Instructions to follow: The records below must be transcribed exactly. Do not include the pictures.

Data section Start Marker

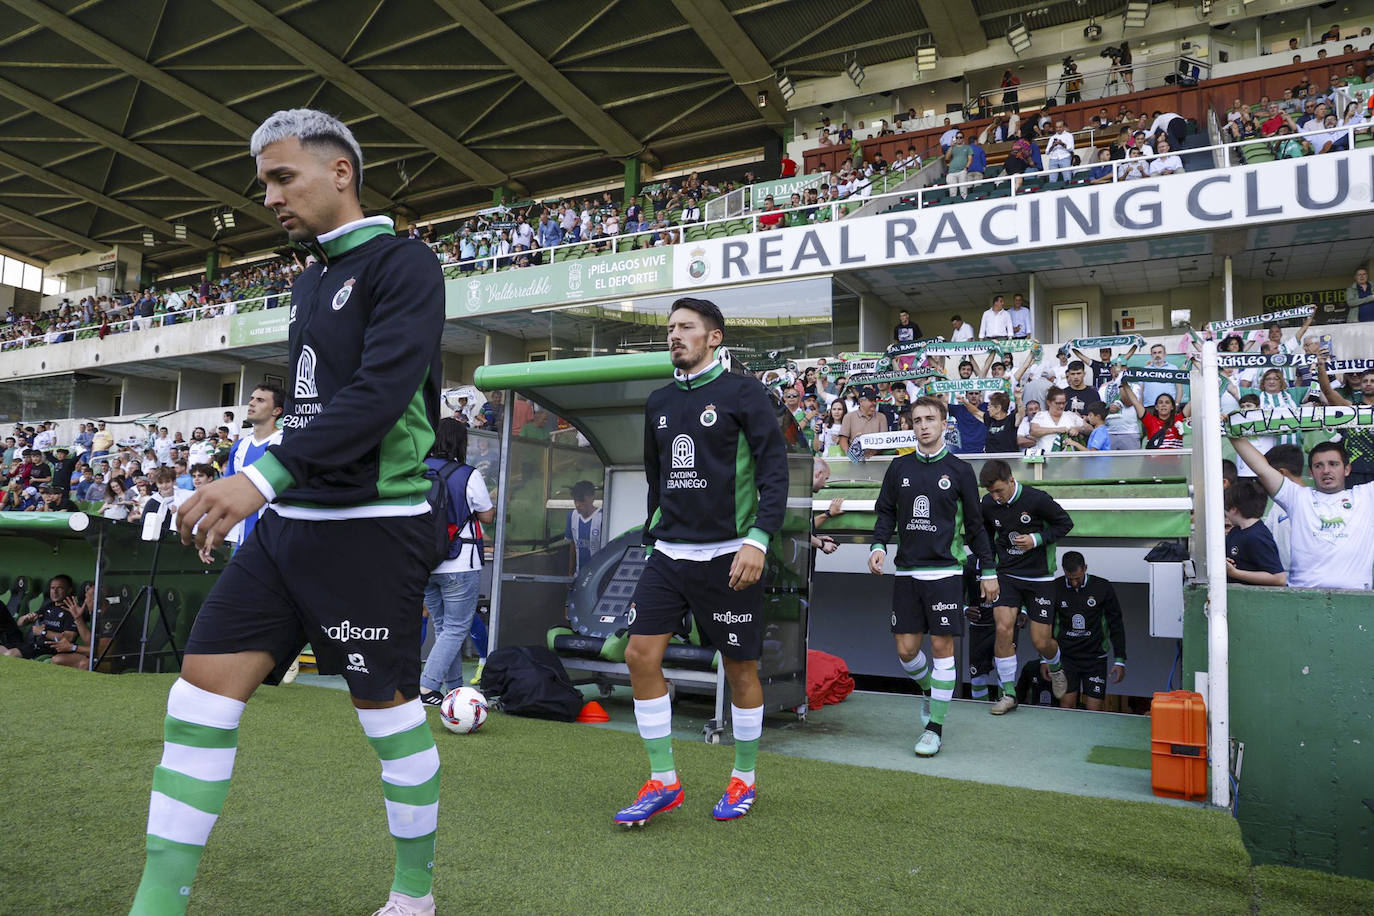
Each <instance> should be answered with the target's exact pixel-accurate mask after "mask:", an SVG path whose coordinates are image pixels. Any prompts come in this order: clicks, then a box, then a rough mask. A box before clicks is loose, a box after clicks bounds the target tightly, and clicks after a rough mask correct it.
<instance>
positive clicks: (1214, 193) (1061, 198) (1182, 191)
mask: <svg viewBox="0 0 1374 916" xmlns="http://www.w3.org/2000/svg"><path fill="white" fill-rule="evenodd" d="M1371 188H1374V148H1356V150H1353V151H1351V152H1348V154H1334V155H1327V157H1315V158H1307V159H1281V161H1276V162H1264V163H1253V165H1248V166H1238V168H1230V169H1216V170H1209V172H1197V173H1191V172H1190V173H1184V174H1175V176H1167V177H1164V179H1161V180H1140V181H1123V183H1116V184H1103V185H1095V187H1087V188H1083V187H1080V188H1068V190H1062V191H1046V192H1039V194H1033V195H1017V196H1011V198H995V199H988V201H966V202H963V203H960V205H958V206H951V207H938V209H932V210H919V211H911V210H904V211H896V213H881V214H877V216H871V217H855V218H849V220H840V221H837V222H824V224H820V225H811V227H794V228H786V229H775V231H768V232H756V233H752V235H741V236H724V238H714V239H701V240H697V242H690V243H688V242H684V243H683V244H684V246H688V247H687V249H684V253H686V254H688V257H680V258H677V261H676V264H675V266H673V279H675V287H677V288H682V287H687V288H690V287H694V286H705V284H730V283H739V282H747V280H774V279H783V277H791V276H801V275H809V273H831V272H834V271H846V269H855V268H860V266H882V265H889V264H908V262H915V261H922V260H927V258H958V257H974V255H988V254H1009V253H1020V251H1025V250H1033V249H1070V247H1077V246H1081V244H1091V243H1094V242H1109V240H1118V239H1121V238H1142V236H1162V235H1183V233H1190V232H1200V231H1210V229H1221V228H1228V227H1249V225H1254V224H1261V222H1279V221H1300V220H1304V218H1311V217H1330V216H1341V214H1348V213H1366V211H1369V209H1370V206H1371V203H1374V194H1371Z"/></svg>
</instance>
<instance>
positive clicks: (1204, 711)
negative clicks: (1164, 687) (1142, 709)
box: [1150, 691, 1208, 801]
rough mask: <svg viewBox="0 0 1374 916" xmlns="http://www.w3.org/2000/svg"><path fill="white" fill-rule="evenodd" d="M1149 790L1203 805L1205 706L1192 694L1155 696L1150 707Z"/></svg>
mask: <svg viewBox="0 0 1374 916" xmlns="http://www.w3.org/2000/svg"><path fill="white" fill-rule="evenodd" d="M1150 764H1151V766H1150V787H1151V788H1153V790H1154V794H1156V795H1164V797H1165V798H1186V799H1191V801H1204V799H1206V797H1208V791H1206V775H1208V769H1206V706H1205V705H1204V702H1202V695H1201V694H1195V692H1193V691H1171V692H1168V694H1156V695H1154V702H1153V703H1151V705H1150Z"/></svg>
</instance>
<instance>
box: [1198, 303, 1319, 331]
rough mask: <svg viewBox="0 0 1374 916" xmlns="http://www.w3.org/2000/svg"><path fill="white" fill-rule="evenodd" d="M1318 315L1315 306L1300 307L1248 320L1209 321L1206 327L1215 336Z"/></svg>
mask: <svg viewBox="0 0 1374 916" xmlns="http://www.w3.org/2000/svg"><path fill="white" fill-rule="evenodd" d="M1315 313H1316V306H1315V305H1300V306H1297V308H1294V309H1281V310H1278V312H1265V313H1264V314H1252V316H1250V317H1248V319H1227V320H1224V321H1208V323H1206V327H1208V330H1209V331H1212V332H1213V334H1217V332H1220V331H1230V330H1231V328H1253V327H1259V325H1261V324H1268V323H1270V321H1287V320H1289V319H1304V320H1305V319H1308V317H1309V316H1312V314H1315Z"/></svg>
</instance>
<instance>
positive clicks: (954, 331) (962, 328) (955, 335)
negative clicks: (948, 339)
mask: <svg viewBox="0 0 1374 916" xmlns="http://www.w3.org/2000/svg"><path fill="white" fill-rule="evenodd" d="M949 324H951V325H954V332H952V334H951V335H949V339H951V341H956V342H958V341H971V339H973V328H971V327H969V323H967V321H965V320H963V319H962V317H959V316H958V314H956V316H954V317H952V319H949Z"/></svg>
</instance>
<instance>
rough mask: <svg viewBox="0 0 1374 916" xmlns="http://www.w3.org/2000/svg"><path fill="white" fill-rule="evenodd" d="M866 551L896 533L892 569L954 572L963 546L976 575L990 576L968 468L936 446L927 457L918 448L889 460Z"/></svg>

Data section End Marker

Expected output:
Each <instance> should be answered with the target's exact pixel-accurate mask after "mask:", an SVG path whose coordinates are image pixels. Any prompts come in this order: clicks, then a box, then a rough mask. A box before clicks is loose, a box after clicks bounds the target tightly, and clicks after a rough mask correct it.
<instance>
positive clicks: (1214, 193) (1061, 198) (1182, 191)
mask: <svg viewBox="0 0 1374 916" xmlns="http://www.w3.org/2000/svg"><path fill="white" fill-rule="evenodd" d="M1371 188H1374V148H1356V150H1353V151H1351V152H1348V154H1334V155H1327V157H1315V158H1307V159H1281V161H1276V162H1264V163H1253V165H1248V166H1238V168H1230V169H1216V170H1209V172H1197V173H1191V172H1190V173H1184V174H1175V176H1167V177H1164V179H1161V180H1140V181H1123V183H1116V184H1103V185H1095V187H1087V188H1083V187H1080V188H1068V190H1062V191H1046V192H1039V194H1033V195H1017V196H1011V198H995V199H988V201H966V202H963V203H960V205H958V206H951V207H938V209H932V210H919V211H911V210H904V211H896V213H881V214H877V216H871V217H855V218H849V220H840V221H837V222H824V224H820V225H811V227H794V228H786V229H775V231H768V232H756V233H752V235H741V236H724V238H714V239H701V240H697V242H690V243H688V242H684V243H683V244H684V246H688V247H687V249H684V253H686V254H688V257H680V258H677V261H676V264H675V266H673V279H675V287H677V288H682V287H687V288H690V287H694V286H705V284H730V283H739V282H747V280H774V279H783V277H791V276H801V275H809V273H831V272H834V271H846V269H855V268H860V266H882V265H889V264H908V262H915V261H922V260H927V258H958V257H974V255H988V254H1009V253H1020V251H1025V250H1033V249H1070V247H1077V246H1081V244H1091V243H1094V242H1109V240H1118V239H1121V238H1142V236H1162V235H1183V233H1190V232H1200V231H1210V229H1221V228H1228V227H1249V225H1254V224H1261V222H1279V221H1300V220H1304V218H1311V217H1330V216H1341V214H1348V213H1366V211H1369V209H1370V206H1371V203H1374V194H1371Z"/></svg>
</instance>
<instance>
positive clicks: (1204, 711)
negative clicks: (1164, 687) (1142, 709)
box: [1150, 691, 1208, 801]
rough mask: <svg viewBox="0 0 1374 916" xmlns="http://www.w3.org/2000/svg"><path fill="white" fill-rule="evenodd" d="M1149 790L1203 805L1205 706L1192 694L1155 696L1150 707Z"/></svg>
mask: <svg viewBox="0 0 1374 916" xmlns="http://www.w3.org/2000/svg"><path fill="white" fill-rule="evenodd" d="M1150 764H1151V766H1150V787H1151V788H1153V790H1154V794H1156V795H1164V797H1165V798H1186V799H1191V801H1204V799H1206V797H1208V791H1206V775H1208V769H1206V706H1205V705H1204V702H1202V695H1201V694H1195V692H1193V691H1171V692H1168V694H1156V695H1154V702H1153V703H1151V705H1150Z"/></svg>
</instance>
<instance>
box: [1198, 303, 1319, 331]
rough mask: <svg viewBox="0 0 1374 916" xmlns="http://www.w3.org/2000/svg"><path fill="white" fill-rule="evenodd" d="M1318 315L1315 306L1300 307L1248 320L1209 321L1206 327L1215 336Z"/></svg>
mask: <svg viewBox="0 0 1374 916" xmlns="http://www.w3.org/2000/svg"><path fill="white" fill-rule="evenodd" d="M1315 313H1316V306H1315V305H1300V306H1297V308H1294V309H1281V310H1278V312H1265V313H1264V314H1252V316H1250V317H1248V319H1227V320H1224V321H1208V323H1206V327H1208V330H1209V331H1212V332H1213V334H1217V332H1220V331H1230V330H1231V328H1253V327H1259V325H1261V324H1268V323H1270V321H1287V320H1289V319H1304V320H1305V319H1308V317H1309V316H1312V314H1315Z"/></svg>
</instance>
<instance>
positive clicks: (954, 331) (962, 328) (955, 335)
negative clicks: (948, 339)
mask: <svg viewBox="0 0 1374 916" xmlns="http://www.w3.org/2000/svg"><path fill="white" fill-rule="evenodd" d="M949 324H951V325H954V332H952V334H951V335H949V339H951V341H956V342H958V341H971V339H973V328H971V327H969V323H967V321H965V320H963V319H962V317H959V316H958V314H956V316H954V317H952V319H949Z"/></svg>
</instance>
<instance>
rough mask: <svg viewBox="0 0 1374 916" xmlns="http://www.w3.org/2000/svg"><path fill="white" fill-rule="evenodd" d="M866 551L896 533L892 569L954 572L963 546L976 575L990 576L968 468L936 446L927 457L918 448L889 460Z"/></svg>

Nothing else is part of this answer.